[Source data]
____

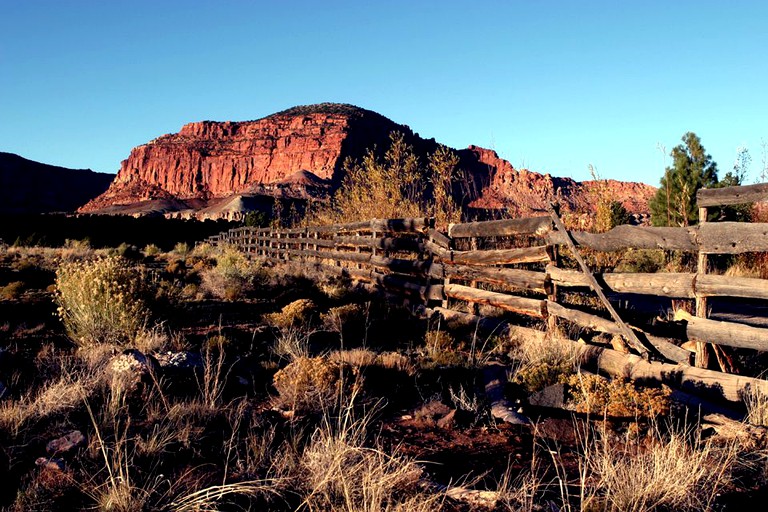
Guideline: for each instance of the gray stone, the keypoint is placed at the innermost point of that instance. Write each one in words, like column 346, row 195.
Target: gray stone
column 552, row 396
column 66, row 443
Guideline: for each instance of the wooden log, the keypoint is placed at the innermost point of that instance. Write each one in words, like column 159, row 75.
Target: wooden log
column 733, row 237
column 435, row 250
column 597, row 323
column 587, row 320
column 626, row 331
column 501, row 256
column 724, row 333
column 673, row 285
column 633, row 237
column 517, row 278
column 522, row 305
column 385, row 243
column 697, row 381
column 381, row 225
column 702, row 351
column 438, row 238
column 727, row 196
column 534, row 225
column 725, row 286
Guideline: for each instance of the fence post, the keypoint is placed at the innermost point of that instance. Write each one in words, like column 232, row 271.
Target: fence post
column 551, row 288
column 702, row 349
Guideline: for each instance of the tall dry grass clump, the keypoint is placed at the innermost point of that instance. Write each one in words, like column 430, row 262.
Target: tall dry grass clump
column 668, row 472
column 101, row 301
column 341, row 472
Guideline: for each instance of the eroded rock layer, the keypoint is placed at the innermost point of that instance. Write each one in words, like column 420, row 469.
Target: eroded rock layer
column 299, row 153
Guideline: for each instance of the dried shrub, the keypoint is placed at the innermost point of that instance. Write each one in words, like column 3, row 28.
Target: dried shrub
column 12, row 291
column 297, row 313
column 101, row 301
column 315, row 384
column 544, row 362
column 591, row 393
column 756, row 402
column 233, row 276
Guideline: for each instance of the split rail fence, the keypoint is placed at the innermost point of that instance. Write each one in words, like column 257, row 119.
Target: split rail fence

____

● WHAT IS ASKED
Give back, exactly as written, the lines from the one with "Guideline: for each instance of the dried" to the last line.

● FULL SOLUTION
Guideline: for each instance of the dried shrub, the keypoint is placed at the innermost point of that instance. Write each one in words, like column 3, row 28.
Target: dried shrub
column 12, row 291
column 297, row 313
column 101, row 301
column 315, row 384
column 544, row 362
column 591, row 393
column 756, row 402
column 233, row 276
Guideline: for each instance of the split rail fence, the keypoint is placed at the innermost point of that instance. Write each one in words, like column 257, row 119.
Target: split rail fence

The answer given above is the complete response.